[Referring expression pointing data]
******************************
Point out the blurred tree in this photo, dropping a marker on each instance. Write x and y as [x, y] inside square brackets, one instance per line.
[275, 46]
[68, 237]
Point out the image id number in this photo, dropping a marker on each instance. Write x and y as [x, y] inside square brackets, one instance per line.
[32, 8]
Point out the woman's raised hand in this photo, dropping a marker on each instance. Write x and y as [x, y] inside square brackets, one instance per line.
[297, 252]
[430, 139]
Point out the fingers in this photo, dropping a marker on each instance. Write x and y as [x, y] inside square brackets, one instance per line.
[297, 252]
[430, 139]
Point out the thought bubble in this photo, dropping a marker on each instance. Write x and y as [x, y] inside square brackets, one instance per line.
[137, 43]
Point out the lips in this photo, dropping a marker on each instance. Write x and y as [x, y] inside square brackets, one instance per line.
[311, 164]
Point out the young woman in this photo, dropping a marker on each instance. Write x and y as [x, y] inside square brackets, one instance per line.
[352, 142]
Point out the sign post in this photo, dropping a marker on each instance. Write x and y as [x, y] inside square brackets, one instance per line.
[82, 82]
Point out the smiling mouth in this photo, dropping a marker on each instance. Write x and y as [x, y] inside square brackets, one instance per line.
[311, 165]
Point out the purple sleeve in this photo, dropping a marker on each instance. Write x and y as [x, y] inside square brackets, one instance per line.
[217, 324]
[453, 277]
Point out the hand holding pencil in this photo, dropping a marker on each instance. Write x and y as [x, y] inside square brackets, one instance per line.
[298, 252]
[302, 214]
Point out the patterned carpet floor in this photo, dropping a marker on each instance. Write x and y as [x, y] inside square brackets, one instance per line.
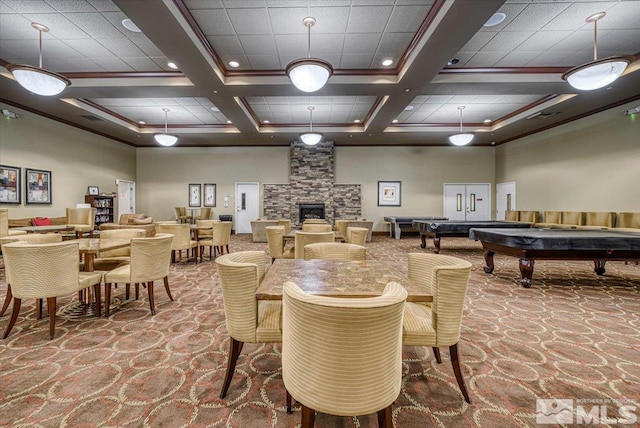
******************************
◆ **What you are asked to do**: Your reply should hold only the records, duplicated exactly, without any image.

◆ **Your response**:
Point out the blurred tree in this photo, dropping a marker on each instance. Write x and y as [x, y] inside square brackets, one instance per line.
[275, 46]
[68, 237]
Point out the image id number in this photo, dropping a marker on each instance. Write x and y as [x, y] inside square brackets, one instance per line.
[32, 8]
Point out the woman's raised hand in this photo, dropping a marker on each instance. Write x and y as [x, y] inside square brackets, one instance per line.
[297, 252]
[430, 139]
Point out the fingers in this photo, dropping a marker on each instance. Write x and y as [x, y] inside square brackets, one instance per line.
[297, 252]
[430, 139]
Point out the thought bubble in this photo, dropping a marker on each instance. Write x and y as [x, y] inside square brackets, one instance per line.
[137, 43]
Point out the lips in this photo, dropping a marker on each instance. Write x and y as [x, y] inside square brackets, one instance per line.
[311, 164]
Point out the young woman in this photo, dropping a marker on each instance. Write x and y as [x, y] inside square brackets, one instance per line.
[352, 142]
Point out the sign post in this photo, dropping a marker on each instance. Write x and y as [x, y] inside square brackets, one instance per line.
[82, 82]
Point out the smiling mouth in this photo, dropping a marker on each instance. Write x and y as [x, y] inside square brackets, one instance per line.
[311, 165]
Point out the purple sleeve in this photo, dropping a marker on each instance. Write x and y as [x, y] inside square brackets, one instance per line.
[217, 324]
[453, 277]
Point out the hand holding pencil in this photo, dropping a marker on each instance. Write x and y as [x, y] inside square brackets, one instance per line.
[298, 252]
[302, 214]
Point out the patterned carpet floor in this photo, dropping a marker on each instance. Write x and y as [x, y] inside square brackets, one instance per line.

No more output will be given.